§ **WHAT YOU ARE ASKED TO DO**
Give every line of the data again, unchanged, but with no pictures.

++++ EXERCISE INPUTS

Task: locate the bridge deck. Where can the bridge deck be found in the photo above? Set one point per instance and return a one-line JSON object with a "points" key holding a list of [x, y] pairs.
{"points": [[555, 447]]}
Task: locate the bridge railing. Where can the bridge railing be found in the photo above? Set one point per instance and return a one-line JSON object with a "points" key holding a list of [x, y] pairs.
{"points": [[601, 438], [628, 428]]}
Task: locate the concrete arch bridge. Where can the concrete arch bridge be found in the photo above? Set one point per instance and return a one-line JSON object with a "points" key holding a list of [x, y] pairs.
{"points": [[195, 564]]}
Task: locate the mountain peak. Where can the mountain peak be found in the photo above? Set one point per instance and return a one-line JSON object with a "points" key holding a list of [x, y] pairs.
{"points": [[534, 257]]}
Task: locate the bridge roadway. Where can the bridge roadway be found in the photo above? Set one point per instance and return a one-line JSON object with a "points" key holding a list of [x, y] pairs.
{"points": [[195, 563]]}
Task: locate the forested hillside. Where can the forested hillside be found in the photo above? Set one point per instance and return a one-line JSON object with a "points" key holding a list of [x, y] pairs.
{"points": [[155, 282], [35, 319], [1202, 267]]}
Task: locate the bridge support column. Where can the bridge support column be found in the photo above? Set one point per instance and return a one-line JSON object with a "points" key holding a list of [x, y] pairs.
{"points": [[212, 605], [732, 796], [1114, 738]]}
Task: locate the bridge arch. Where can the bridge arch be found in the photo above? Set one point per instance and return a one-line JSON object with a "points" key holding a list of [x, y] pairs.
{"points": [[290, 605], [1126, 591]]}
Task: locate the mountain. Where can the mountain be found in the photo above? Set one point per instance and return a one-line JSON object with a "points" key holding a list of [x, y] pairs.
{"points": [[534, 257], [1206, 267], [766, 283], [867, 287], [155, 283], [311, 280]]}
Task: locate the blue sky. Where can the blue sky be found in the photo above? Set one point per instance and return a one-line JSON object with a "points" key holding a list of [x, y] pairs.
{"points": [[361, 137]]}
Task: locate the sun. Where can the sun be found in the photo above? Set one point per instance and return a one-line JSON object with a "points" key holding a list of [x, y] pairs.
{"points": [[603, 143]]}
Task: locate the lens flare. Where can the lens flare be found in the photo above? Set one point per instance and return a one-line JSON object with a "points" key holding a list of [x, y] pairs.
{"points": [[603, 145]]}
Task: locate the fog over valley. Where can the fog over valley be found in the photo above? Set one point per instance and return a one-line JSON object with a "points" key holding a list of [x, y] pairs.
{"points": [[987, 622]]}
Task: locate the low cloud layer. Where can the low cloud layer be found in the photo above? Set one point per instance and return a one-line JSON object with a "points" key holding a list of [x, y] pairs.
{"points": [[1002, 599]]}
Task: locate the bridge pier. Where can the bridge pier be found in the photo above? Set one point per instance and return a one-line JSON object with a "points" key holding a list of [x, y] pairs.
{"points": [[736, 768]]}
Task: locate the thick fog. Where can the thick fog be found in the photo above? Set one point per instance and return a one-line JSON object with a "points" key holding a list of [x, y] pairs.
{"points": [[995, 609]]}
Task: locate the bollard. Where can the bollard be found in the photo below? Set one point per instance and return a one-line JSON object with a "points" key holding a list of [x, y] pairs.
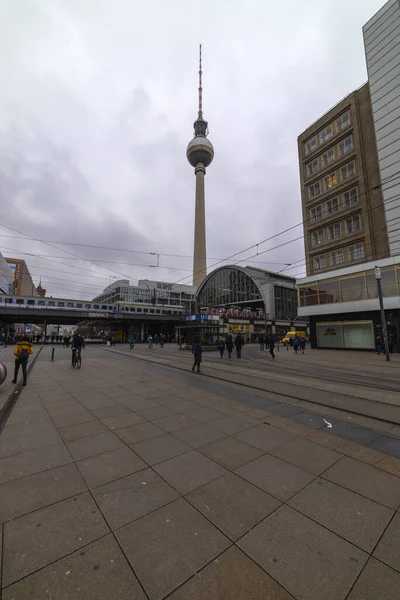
{"points": [[3, 373]]}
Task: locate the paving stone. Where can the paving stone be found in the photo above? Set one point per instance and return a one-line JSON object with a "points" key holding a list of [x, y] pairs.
{"points": [[103, 468], [275, 476], [388, 548], [81, 430], [231, 425], [35, 461], [366, 480], [121, 421], [199, 434], [355, 518], [265, 437], [387, 445], [158, 412], [204, 414], [174, 423], [97, 572], [30, 493], [30, 441], [160, 448], [230, 452], [33, 541], [132, 497], [170, 545], [94, 444], [189, 471], [307, 455], [233, 505], [137, 433], [376, 582], [231, 576], [306, 559]]}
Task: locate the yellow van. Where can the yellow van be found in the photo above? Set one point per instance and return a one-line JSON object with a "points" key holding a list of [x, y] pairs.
{"points": [[290, 334]]}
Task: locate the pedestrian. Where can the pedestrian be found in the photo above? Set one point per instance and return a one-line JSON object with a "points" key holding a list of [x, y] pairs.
{"points": [[22, 351], [229, 346], [261, 341], [239, 346], [272, 347], [197, 351]]}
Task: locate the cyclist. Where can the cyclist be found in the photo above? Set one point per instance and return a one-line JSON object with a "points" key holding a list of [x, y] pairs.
{"points": [[77, 344]]}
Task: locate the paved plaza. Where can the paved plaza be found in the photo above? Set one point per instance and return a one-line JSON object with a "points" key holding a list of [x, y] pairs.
{"points": [[134, 480]]}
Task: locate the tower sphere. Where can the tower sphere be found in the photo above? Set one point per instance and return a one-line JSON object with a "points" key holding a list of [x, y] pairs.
{"points": [[200, 150]]}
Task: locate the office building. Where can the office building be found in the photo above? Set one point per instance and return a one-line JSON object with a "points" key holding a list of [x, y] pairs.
{"points": [[343, 212]]}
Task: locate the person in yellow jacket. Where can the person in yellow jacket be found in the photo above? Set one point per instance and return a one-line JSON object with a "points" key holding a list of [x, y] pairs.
{"points": [[22, 351]]}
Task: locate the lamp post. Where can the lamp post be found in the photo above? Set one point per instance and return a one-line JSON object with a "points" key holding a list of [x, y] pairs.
{"points": [[378, 278]]}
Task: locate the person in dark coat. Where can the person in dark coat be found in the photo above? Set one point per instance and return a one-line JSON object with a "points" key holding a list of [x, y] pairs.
{"points": [[198, 352], [229, 346], [239, 345]]}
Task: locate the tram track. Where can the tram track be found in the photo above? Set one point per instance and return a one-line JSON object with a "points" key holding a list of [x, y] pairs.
{"points": [[361, 406]]}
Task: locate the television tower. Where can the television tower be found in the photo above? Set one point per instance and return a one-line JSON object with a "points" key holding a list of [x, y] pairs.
{"points": [[200, 153]]}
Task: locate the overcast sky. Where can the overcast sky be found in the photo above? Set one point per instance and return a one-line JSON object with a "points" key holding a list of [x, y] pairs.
{"points": [[97, 104]]}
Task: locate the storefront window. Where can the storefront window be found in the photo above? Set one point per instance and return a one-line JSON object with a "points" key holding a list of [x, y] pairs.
{"points": [[309, 295], [329, 291], [352, 288]]}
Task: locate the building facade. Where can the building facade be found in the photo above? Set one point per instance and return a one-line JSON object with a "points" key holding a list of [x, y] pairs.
{"points": [[382, 51], [343, 211]]}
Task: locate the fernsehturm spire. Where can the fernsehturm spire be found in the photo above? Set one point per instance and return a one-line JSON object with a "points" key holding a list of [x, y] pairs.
{"points": [[200, 153]]}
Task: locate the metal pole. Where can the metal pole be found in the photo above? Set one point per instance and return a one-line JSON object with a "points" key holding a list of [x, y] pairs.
{"points": [[383, 319]]}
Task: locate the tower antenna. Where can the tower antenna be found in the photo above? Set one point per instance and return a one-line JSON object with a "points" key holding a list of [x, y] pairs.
{"points": [[200, 89]]}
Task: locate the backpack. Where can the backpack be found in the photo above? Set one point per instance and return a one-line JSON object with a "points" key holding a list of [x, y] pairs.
{"points": [[23, 355]]}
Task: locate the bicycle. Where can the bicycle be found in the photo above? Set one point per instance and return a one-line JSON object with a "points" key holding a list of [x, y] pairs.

++++++++

§ **OUTPUT OF THE TASK**
Task: locate the bridge deck. Where can the bridge deck be found in the photo above? Set one point per instance and return a one-line JSON object with a "points" key holding a list of [x, y] pairs.
{"points": [[555, 447]]}
Task: locate the bridge railing. Where can the bridge railing be found in the photo above? Set one point per instance and return a one-line JSON object with a "points" key holding a list of [x, y] pairs.
{"points": [[601, 438], [628, 428]]}
Task: locate the concrete arch bridge. Where can the concrete arch bridge be found in the photo above? Set one point per instance and return a one-line JSON object with a "points" key holding a list of [x, y] pairs.
{"points": [[195, 564]]}
Task: locate the mountain peak. Where can the mountain peak be found in the photo above? Set one point per instance and return a one-line JSON object with a "points" key holding a list of [x, y] pairs.
{"points": [[534, 257]]}
Task: locate the bridge roadway. Where can the bridge roadway be found in the photo above? Set one point per instance and return a one-line JSON object with a "points" key holding a list of [x, y] pairs.
{"points": [[195, 563]]}
Task: locate the forested hillside. Where can the forested hillside be found in the photo above? Set one point per instance and return a one-line JSON object with a "points" key holding a list of [x, y] pairs.
{"points": [[155, 282], [35, 319], [1202, 267]]}
Task: locate the bridge support column. Where can the bridge support column be found in the photo above? Set one point per instance and return a one-line JSON object with a "points" key holding a list of [x, y] pairs.
{"points": [[212, 605], [732, 796], [1114, 738]]}
Task: locate the bridge arch. Where can the bridge arch be found in the photo above? Set one point per instance and return a one-line JSON object with a "points" key holding a list of [x, y] pairs.
{"points": [[290, 605], [1126, 591]]}
Task: locate the mountain. Where can the mountain be found in the photo above? Set one point per instance and return a one-line JSON object with a "points" key holding a list of [x, y] pairs.
{"points": [[534, 257], [1206, 267], [766, 283], [867, 287], [155, 283], [311, 280]]}
Task: locate the blue sky. Where can the blue sky be found in the photo above? Set one point per instance and return a one-line JSON object with a "points" key holding a list of [x, y] pairs.
{"points": [[361, 137]]}
Task: locate the sun. Where can the sun be found in the photo above? Set one point per instance and return a one-line JSON object with a "points" key holding a list of [x, y] pairs.
{"points": [[603, 143]]}
Task: locate the lens flare. Where can the lens flare be found in the photo above? Set one point per instance and return a one-line JSON object with a "points" key holding a list of [x, y] pairs.
{"points": [[603, 145]]}
Task: locate the fog over valley. Where can the fog over valley be found in the photo above? Set one point per instance and return a one-line JSON object with a "points" key holding a list of [x, y] pairs.
{"points": [[987, 622]]}
Task: locate the low cloud layer. Where can the low cloud layer be found in the photo above? Set one point per instance and return a one-line JSON object with a "points" key holding a list of [x, y] pairs.
{"points": [[1002, 599]]}
Task: locate the bridge pier. Where can the bridge pier be found in the photo above? Set one point per instance and return a one-line JSON object with a "points" key holding a list of [x, y] pairs.
{"points": [[736, 768]]}
Task: locate the thick fog. Where can the thick fog be found in the photo above? Set one point per instance and return a one-line JSON object with a "points" key holding a list of [x, y] pairs.
{"points": [[995, 609]]}
Task: locate the bollard. Where can the bollard be found in the photo below? Set one point per instance and return a one-line JSON object with a "points" key holding a list of [x, y] pairs.
{"points": [[3, 373]]}
Task: locate the paving stone. Where can the paving stone be found in the photo above? Set one point per instance and return a one-line JSON object with a "points" key holding a list of [x, y] pairs.
{"points": [[103, 468], [275, 476], [388, 548], [81, 430], [231, 425], [35, 461], [366, 480], [121, 421], [199, 434], [355, 518], [265, 437], [387, 445], [158, 412], [204, 414], [174, 423], [97, 572], [30, 493], [30, 441], [160, 448], [230, 452], [33, 541], [132, 497], [170, 545], [94, 444], [189, 471], [307, 455], [233, 505], [137, 433], [376, 582], [231, 576], [306, 559]]}
Task: locate the yellow van. Where can the yellow van be found in the photo above? Set one point per instance and return a one-line JSON object with a "points" key holding a list of [x, y] pairs.
{"points": [[290, 334]]}
Task: locate the pedestrian. Where can the pedestrian be found in the photo above? Set one point per instance and return a one-line JSON object with a "points" key holding a list of [x, y] pairs.
{"points": [[22, 351], [229, 346], [261, 341], [239, 346], [272, 347], [197, 351]]}
Task: locate the cyclist. Where can the cyclist be found in the photo above? Set one point per instance and return a one-line JSON object with a "points" key holding a list of [x, y] pairs.
{"points": [[77, 344]]}
Task: locate the paved plaza. Where can the paved plaza be found in the photo above? Set one point per instance and return a one-line JSON object with a "points" key holding a list of [x, y] pairs.
{"points": [[134, 480]]}
Task: locate the tower sphere. Where can the tower sphere be found in the photo above? Set one point per instance and return a one-line JSON object with a "points" key holding a list of [x, y] pairs.
{"points": [[200, 150]]}
Task: locate the office building. Where can the office building be found in the photo above? Set one point per instance and return a one-line JSON object with a "points" key holding a list of [x, y] pairs.
{"points": [[343, 212]]}
Task: locate the person in yellow jacket. Where can the person in yellow jacket be found in the photo above? Set one point per instance and return a one-line JSON object with a "points" key holding a list of [x, y] pairs.
{"points": [[22, 351]]}
Task: locate the lamp post. Where can the lamp post be found in the photo above? Set one point per instance and return a one-line JSON object with a "points" key holding a list of [x, y] pairs.
{"points": [[378, 278]]}
Task: locate the person in dark coat. Where can the person in dark coat be found in the photo above? Set one point per instance and return a one-line JSON object with a "points" key holding a list of [x, y] pairs.
{"points": [[198, 352], [229, 346], [239, 345]]}
Task: locate the tram track. Where can the tram track be found in the photo above? Set one point per instance and return a one-line JSON object with a "points" key holding a list of [x, y] pairs.
{"points": [[361, 406]]}
Task: locate the television tower. Where can the television tower be found in the photo above? Set one point per instance and return a one-line JSON object with a "points" key holding a list of [x, y] pairs.
{"points": [[200, 153]]}
Task: locate the overcast sky. Where can the overcast sky be found in the photo above? Set one point per instance and return a one-line JSON object with a "points" key holding a list of [x, y] pairs.
{"points": [[97, 104]]}
Task: locate the storefront window. Where can the storefront window be found in the photo above? Set one point per instance and return a one-line JSON object with a "points" key holding a list of [x, y] pairs.
{"points": [[309, 295], [329, 291], [352, 288]]}
Task: locate the building facade. Where can the building facade be found in the photo above? Set one point per instance and return a one-line JSON object with a "points" key holding a list of [x, y] pairs.
{"points": [[382, 51], [343, 211]]}
Task: locate the fernsehturm spire. Where can the fernsehturm spire be found in the photo above? Set one point per instance and return a one-line JSON object with a "points" key holding a list of [x, y] pairs.
{"points": [[200, 153]]}
Task: locate the metal pole. Where can the metal pole be found in the photo above? Set one point per instance and return a one-line JSON object with a "points" key holding a list of [x, y] pairs.
{"points": [[383, 319]]}
Task: locate the tower antenna. Where can the tower antenna be found in the photo above? Set one point per instance and return a one-line JSON object with a "points" key holding a list of [x, y] pairs.
{"points": [[200, 89]]}
Task: locate the backpack. Where can the backpack be found in the photo above? Set one point per instance and return a one-line JSON object with a "points" key holding a list of [x, y] pairs.
{"points": [[23, 355]]}
Task: locate the bicycle. Where can the bicycle be found in the photo above? Set one point per instance and return a one-line JSON object with a "points" key holding a list of [x, y] pairs.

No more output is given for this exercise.